YOUR INSTRUCTIONS → Quote the whole listing word for word. Do not include the pictures.

Location labeling records
● ● ● ●
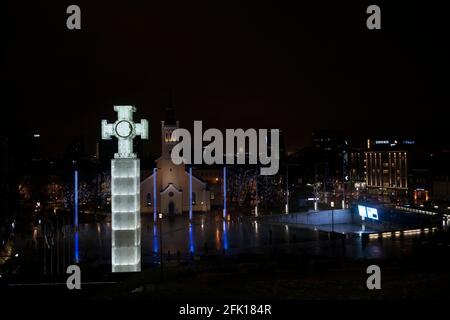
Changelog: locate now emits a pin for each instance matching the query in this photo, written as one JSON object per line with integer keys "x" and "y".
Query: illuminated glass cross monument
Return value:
{"x": 125, "y": 189}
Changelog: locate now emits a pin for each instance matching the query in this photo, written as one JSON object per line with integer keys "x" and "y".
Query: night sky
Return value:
{"x": 297, "y": 66}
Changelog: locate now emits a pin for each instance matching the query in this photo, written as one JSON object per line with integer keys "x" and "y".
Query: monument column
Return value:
{"x": 125, "y": 190}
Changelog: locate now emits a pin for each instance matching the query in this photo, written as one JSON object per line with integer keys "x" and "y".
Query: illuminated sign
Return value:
{"x": 362, "y": 211}
{"x": 372, "y": 213}
{"x": 368, "y": 212}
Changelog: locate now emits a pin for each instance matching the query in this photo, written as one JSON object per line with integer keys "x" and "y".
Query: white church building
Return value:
{"x": 172, "y": 181}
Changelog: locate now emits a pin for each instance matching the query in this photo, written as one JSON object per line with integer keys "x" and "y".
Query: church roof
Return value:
{"x": 170, "y": 112}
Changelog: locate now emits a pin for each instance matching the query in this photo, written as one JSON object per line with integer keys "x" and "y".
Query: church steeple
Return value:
{"x": 167, "y": 127}
{"x": 170, "y": 111}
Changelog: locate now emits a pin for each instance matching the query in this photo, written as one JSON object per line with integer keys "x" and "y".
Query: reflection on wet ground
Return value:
{"x": 207, "y": 234}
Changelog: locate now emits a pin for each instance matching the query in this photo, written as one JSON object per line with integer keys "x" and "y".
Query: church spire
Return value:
{"x": 170, "y": 111}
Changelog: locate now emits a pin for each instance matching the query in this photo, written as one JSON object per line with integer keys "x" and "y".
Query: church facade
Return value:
{"x": 172, "y": 181}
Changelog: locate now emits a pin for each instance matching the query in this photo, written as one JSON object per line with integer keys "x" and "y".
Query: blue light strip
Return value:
{"x": 155, "y": 214}
{"x": 224, "y": 192}
{"x": 76, "y": 199}
{"x": 190, "y": 193}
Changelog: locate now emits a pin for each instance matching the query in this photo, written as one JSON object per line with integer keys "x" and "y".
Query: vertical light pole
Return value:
{"x": 155, "y": 214}
{"x": 257, "y": 199}
{"x": 76, "y": 247}
{"x": 287, "y": 188}
{"x": 160, "y": 244}
{"x": 332, "y": 218}
{"x": 75, "y": 193}
{"x": 224, "y": 192}
{"x": 190, "y": 194}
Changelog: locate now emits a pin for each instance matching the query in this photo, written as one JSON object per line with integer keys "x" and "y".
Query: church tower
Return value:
{"x": 172, "y": 181}
{"x": 167, "y": 127}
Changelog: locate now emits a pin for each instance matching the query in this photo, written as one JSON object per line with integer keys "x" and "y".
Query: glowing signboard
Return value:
{"x": 368, "y": 212}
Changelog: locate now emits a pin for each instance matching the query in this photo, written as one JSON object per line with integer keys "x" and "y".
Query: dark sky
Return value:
{"x": 297, "y": 66}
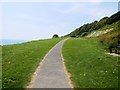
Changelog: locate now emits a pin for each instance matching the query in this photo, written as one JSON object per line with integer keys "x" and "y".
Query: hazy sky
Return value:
{"x": 40, "y": 20}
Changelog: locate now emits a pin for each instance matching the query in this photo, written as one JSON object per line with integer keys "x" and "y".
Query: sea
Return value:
{"x": 9, "y": 42}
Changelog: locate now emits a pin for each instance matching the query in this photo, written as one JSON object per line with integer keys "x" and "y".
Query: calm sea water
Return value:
{"x": 7, "y": 42}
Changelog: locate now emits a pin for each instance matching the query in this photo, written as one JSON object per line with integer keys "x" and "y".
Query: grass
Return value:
{"x": 20, "y": 61}
{"x": 89, "y": 65}
{"x": 0, "y": 67}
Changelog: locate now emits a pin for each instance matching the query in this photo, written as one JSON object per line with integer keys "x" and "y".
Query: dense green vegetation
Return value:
{"x": 55, "y": 36}
{"x": 96, "y": 25}
{"x": 20, "y": 61}
{"x": 89, "y": 65}
{"x": 112, "y": 38}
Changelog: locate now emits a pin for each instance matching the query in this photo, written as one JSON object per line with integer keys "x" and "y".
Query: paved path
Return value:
{"x": 51, "y": 73}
● ● ● ●
FINAL RESULT →
Changelog: locate now emits a pin for each instance matching the query in this photo, written as one JSON object per line with integer keys "x" and "y".
Query: illuminated glass cross monument
Return value:
{"x": 125, "y": 189}
Changelog: locate now emits a pin for each instance matching the query in this photo, written as one JSON object per line with integer keys "x" and "y".
Query: night sky
Return value:
{"x": 297, "y": 66}
Changelog: locate now emits a pin for each instance matching the query in this photo, written as one JSON object per line with integer keys "x" and "y".
Query: monument column
Return value:
{"x": 125, "y": 190}
Changelog: locate now emits a pin for each instance matching the query in this photo, written as one JSON object per line with integer keys "x" and "y".
Query: illuminated sign
Return value:
{"x": 362, "y": 211}
{"x": 372, "y": 213}
{"x": 368, "y": 212}
Changelog: locate now emits a pin for each instance matching the query in this photo, written as one JSON object per line with integer keys "x" and "y".
Query: white church building
Return value:
{"x": 172, "y": 181}
Changelog: locate now emits a pin for each instance matching the query in this photo, written as one JSON object per line with integer keys "x" and "y".
Query: church roof
Return value:
{"x": 170, "y": 112}
Changelog: locate now emits a pin for each instance matching the query in this photo, written as one JSON object per line with integer keys "x" and "y".
Query: church steeple
Return value:
{"x": 167, "y": 127}
{"x": 170, "y": 111}
Changelog: locate now emits a pin for each instance matching the query in this photo, written as one JSON object per line with integer keys "x" and "y".
Query: reflection on wet ground
Return value:
{"x": 207, "y": 234}
Changelog: locate now emits a pin for each instance matching the query in this photo, written as one JSON object per line with integer keys "x" and "y".
Query: church spire
Return value:
{"x": 170, "y": 111}
Changelog: locate now emits a pin for each instance matching the query in this photo, written as one JSON object per line with integer keys "x" and "y".
Query: church facade
Return value:
{"x": 172, "y": 181}
Changelog: locate now emits a pin for each instance matching the query in this photo, written as one JSON object per line with integer keys "x" and "y".
Query: blue light strip
Return value:
{"x": 155, "y": 214}
{"x": 224, "y": 192}
{"x": 76, "y": 199}
{"x": 190, "y": 193}
Changelog: locate now emits a pin for each instance matching the query in this photo, written as one JSON object per line with integer keys "x" and "y".
Query: vertical light pole
Return value:
{"x": 155, "y": 214}
{"x": 257, "y": 199}
{"x": 76, "y": 247}
{"x": 287, "y": 188}
{"x": 160, "y": 244}
{"x": 332, "y": 218}
{"x": 75, "y": 193}
{"x": 224, "y": 192}
{"x": 190, "y": 194}
Changelog: locate now emits a pin for each instance matching the query in this photo, written as one JSON object per line with integer keys "x" and "y".
Query: church tower
Return value:
{"x": 172, "y": 181}
{"x": 167, "y": 127}
Changelog: locate now emits a pin for each instance matching the query in this photo, written as one JSON object per line with integer keys "x" and "y".
Query: glowing signboard
Return value:
{"x": 368, "y": 212}
Changelog: locate now emits a pin for each instance matching the query in this photo, written as one JSON object per line with integer keys "x" and "y".
Query: dark sky
Return value:
{"x": 297, "y": 66}
Changelog: locate now emits a pin for each instance matching the query in this photo, written as one JSON object per line with integer keys "x" and "y".
Query: hazy sky
Return value:
{"x": 40, "y": 20}
Changelog: locate now emits a pin for each instance matching the query in this photo, written as one JSON object per line with integer keys "x" and "y".
Query: sea
Return value:
{"x": 9, "y": 42}
Changelog: locate now emits a pin for each instance matching the query in this photo, written as one JSON object per line with integer keys "x" and "y".
Query: calm sea water
Return value:
{"x": 7, "y": 42}
Changelog: locate now emits a pin for each instance matching the query in this photo, written as one JSON object per line with integer keys "x" and "y".
Query: grass
Return value:
{"x": 20, "y": 61}
{"x": 89, "y": 65}
{"x": 0, "y": 67}
Changelog: locate now emits a pin for each instance matching the query in this photo, written as one JSON object per line with integer keys "x" and "y".
Query: dense green vegetation
Return value:
{"x": 55, "y": 36}
{"x": 96, "y": 25}
{"x": 20, "y": 61}
{"x": 89, "y": 65}
{"x": 112, "y": 38}
Changelog: locate now emits a pin for each instance matching the query in this photo, written as one JSON object per line with integer keys "x" and "y".
Query: paved path
Return value:
{"x": 51, "y": 73}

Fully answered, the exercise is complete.